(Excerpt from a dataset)
- - - - -

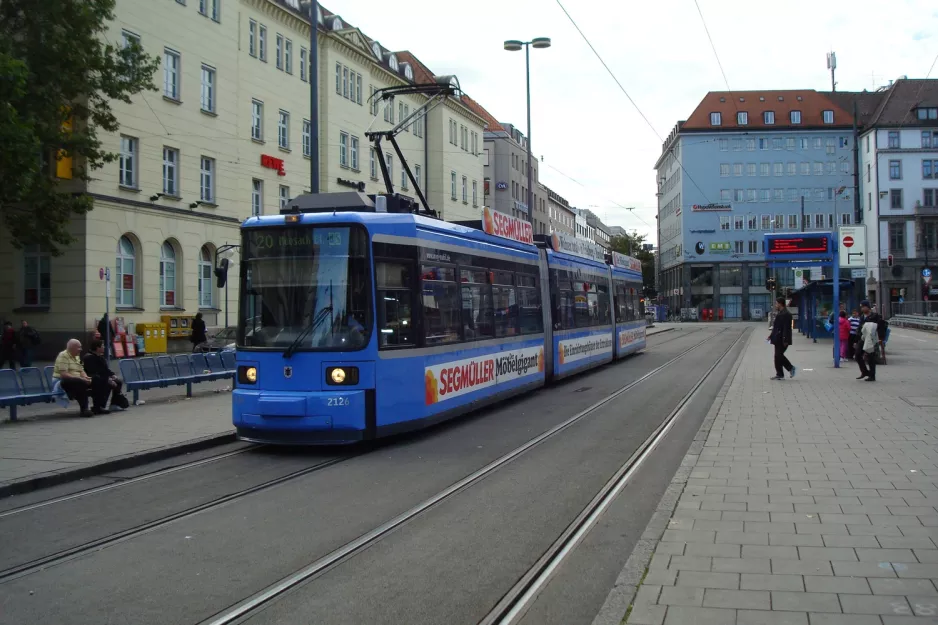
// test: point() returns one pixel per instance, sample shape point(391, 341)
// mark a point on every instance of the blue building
point(740, 166)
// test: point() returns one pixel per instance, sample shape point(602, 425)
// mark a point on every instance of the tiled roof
point(900, 100)
point(811, 104)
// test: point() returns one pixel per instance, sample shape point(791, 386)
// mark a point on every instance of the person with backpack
point(28, 339)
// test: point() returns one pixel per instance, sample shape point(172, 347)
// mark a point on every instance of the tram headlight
point(341, 376)
point(247, 375)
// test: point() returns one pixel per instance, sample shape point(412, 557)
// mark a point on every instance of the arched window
point(206, 287)
point(167, 275)
point(126, 273)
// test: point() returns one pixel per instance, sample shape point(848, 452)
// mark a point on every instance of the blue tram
point(358, 320)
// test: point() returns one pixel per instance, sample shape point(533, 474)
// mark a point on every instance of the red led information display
point(799, 245)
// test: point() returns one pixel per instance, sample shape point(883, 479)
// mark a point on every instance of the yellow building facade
point(225, 136)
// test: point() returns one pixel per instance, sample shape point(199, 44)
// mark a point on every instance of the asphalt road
point(450, 565)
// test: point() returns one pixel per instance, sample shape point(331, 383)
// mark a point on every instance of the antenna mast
point(832, 65)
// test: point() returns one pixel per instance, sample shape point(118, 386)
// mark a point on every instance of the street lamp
point(513, 45)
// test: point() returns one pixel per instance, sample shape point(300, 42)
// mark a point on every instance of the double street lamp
point(513, 45)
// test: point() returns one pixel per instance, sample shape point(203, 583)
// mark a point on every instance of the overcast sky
point(597, 150)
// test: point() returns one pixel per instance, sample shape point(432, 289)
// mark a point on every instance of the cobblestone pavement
point(812, 501)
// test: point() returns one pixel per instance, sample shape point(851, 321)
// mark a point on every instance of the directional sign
point(852, 247)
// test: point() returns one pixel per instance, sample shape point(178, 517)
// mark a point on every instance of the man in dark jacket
point(104, 382)
point(781, 339)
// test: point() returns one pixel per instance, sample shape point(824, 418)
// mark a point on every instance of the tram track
point(250, 606)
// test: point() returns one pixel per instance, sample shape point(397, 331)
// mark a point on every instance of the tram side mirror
point(221, 273)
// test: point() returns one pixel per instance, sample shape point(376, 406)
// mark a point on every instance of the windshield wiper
point(320, 317)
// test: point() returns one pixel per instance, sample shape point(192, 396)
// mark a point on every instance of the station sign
point(626, 262)
point(506, 226)
point(852, 246)
point(577, 247)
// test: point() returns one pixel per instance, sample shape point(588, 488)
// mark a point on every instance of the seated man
point(71, 375)
point(104, 382)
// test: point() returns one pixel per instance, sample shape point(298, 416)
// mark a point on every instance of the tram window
point(395, 305)
point(477, 310)
point(441, 304)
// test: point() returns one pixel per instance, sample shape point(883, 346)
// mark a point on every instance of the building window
point(257, 196)
point(895, 199)
point(895, 170)
point(171, 172)
point(207, 178)
point(128, 162)
point(167, 275)
point(126, 273)
point(897, 237)
point(257, 120)
point(262, 43)
point(278, 52)
point(208, 89)
point(206, 286)
point(171, 62)
point(283, 130)
point(36, 277)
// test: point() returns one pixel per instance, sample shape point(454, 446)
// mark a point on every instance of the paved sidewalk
point(812, 500)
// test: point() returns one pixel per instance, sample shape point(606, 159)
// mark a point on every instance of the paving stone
point(875, 604)
point(681, 595)
point(700, 616)
point(762, 617)
point(737, 599)
point(728, 581)
point(893, 586)
point(758, 581)
point(805, 601)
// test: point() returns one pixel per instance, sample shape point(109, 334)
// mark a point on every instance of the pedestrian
point(71, 375)
point(104, 382)
point(781, 339)
point(198, 335)
point(844, 331)
point(872, 332)
point(7, 345)
point(28, 340)
point(854, 328)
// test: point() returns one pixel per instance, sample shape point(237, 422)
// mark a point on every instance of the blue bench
point(26, 387)
point(181, 370)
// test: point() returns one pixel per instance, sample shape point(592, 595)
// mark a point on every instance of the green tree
point(58, 77)
point(631, 245)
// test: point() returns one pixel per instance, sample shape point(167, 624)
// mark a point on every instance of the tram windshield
point(306, 285)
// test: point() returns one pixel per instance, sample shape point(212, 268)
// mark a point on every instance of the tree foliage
point(631, 245)
point(56, 67)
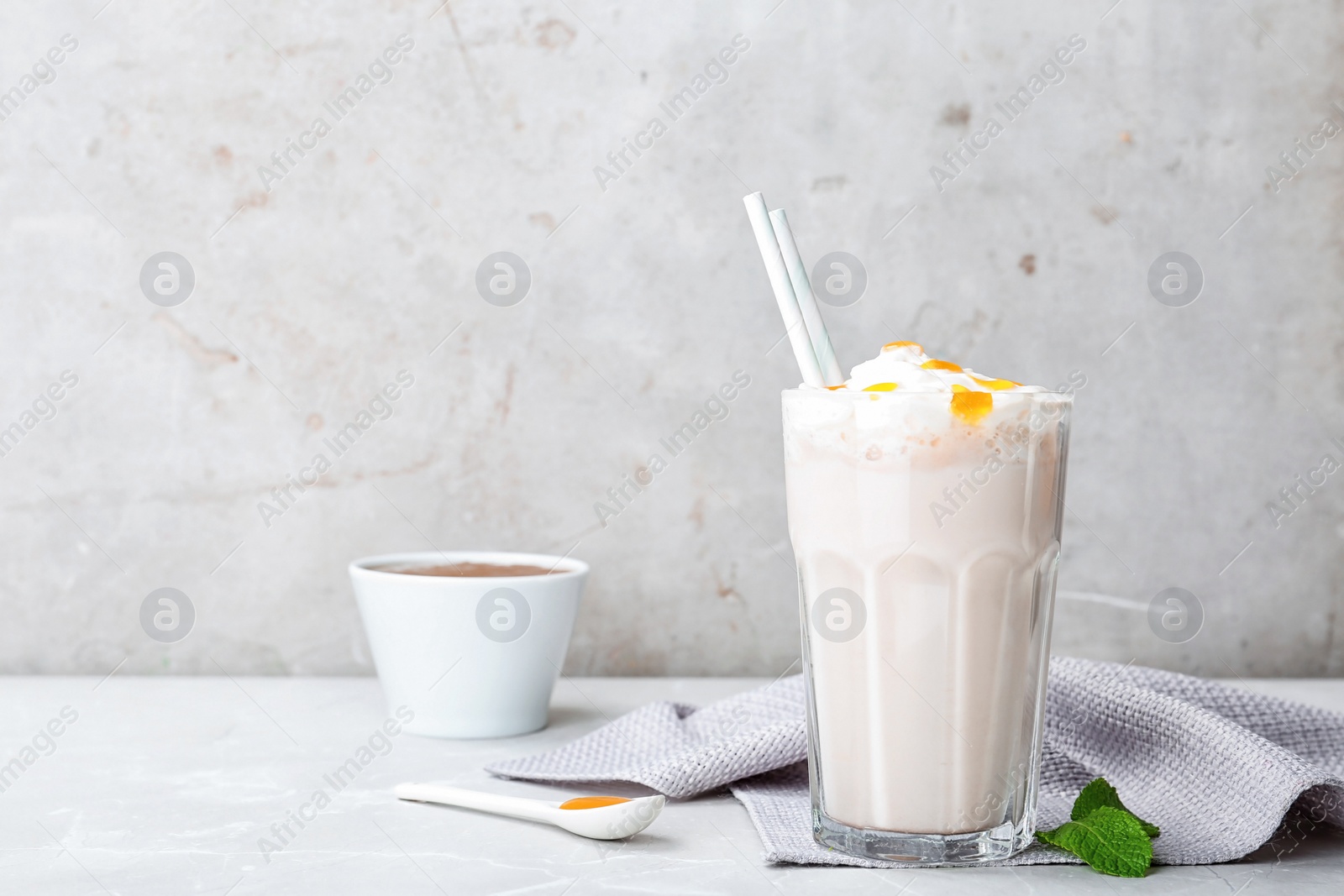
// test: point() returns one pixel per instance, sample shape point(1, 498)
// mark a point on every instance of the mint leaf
point(1100, 793)
point(1108, 839)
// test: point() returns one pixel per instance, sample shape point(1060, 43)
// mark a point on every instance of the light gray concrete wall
point(315, 289)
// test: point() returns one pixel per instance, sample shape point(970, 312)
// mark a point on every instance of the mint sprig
point(1104, 833)
point(1100, 793)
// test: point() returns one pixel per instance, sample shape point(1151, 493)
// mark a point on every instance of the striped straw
point(779, 275)
point(806, 301)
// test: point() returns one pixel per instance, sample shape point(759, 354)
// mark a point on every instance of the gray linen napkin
point(1215, 768)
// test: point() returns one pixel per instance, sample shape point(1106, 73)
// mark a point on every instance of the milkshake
point(925, 515)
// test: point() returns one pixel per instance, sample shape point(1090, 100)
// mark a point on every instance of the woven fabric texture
point(1215, 768)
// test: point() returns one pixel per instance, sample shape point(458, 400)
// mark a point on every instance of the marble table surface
point(163, 785)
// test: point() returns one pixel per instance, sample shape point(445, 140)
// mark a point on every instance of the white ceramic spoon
point(612, 819)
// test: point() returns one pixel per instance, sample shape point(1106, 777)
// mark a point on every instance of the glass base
point(924, 849)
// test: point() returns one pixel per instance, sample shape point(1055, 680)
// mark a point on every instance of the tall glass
point(927, 532)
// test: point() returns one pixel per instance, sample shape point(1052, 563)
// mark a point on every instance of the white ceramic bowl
point(470, 658)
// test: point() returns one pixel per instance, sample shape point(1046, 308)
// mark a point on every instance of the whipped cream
point(905, 367)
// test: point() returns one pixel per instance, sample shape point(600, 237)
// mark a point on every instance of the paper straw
point(793, 324)
point(806, 301)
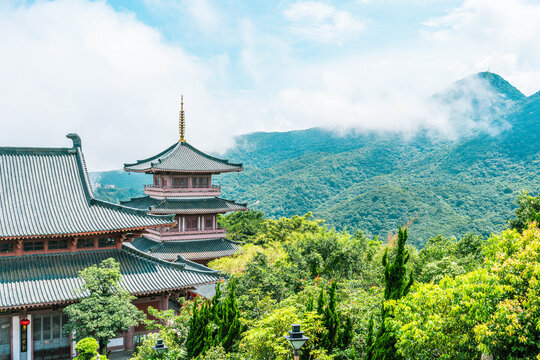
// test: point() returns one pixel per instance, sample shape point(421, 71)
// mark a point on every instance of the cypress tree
point(215, 322)
point(331, 320)
point(228, 320)
point(369, 340)
point(397, 285)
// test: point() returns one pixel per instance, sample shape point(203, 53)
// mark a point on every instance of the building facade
point(52, 227)
point(183, 187)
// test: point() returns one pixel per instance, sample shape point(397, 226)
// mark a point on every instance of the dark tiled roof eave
point(46, 192)
point(46, 279)
point(203, 249)
point(183, 158)
point(185, 206)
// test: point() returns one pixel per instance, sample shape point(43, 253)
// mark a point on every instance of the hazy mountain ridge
point(375, 181)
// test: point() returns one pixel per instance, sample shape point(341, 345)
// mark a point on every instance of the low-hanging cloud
point(77, 65)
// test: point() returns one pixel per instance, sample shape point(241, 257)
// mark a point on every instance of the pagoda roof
point(199, 205)
point(47, 192)
point(183, 158)
point(46, 279)
point(187, 249)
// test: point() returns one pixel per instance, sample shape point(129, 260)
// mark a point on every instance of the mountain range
point(450, 185)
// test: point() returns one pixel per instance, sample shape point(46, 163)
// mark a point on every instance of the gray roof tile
point(188, 249)
point(46, 192)
point(33, 280)
point(185, 206)
point(182, 157)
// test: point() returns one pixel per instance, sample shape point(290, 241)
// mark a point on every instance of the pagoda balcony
point(173, 234)
point(204, 190)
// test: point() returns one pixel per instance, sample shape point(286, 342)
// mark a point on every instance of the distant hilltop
point(376, 181)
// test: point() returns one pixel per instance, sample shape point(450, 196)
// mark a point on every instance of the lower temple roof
point(46, 279)
point(184, 206)
point(46, 192)
point(188, 249)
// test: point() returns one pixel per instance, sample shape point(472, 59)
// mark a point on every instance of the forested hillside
point(374, 181)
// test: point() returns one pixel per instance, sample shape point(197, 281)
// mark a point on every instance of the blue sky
point(114, 70)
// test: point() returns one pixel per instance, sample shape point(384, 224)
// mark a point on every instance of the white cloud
point(317, 21)
point(73, 65)
point(502, 35)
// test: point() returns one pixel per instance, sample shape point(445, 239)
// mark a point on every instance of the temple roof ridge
point(183, 157)
point(47, 192)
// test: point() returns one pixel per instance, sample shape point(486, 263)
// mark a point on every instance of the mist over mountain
point(463, 180)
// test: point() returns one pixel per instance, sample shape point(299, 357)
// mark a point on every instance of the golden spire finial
point(182, 120)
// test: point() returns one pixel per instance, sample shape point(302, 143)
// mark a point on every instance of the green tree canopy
point(493, 310)
point(528, 211)
point(105, 308)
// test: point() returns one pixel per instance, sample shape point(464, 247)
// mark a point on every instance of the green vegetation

- - - - -

→ **PROBLEM TO WORK ON**
Rewrite everything from the line containing "shape point(851, 321)" down to the line containing "point(250, 606)", replacing "directional sign" with "road sign" and leaving all else unchanged.

→ **PROBLEM SOLUTION**
// test: point() returns one pixel per instance, sample shape point(851, 321)
// mark a point on every instance of the road sign
point(852, 247)
// test: point() returns one pixel per instance, sample shape point(178, 517)
// mark a point on every instance of the man in dark jacket
point(104, 382)
point(781, 339)
// test: point() returns one pixel per instance, sample shape point(824, 418)
// mark a point on every instance of the tram track
point(250, 606)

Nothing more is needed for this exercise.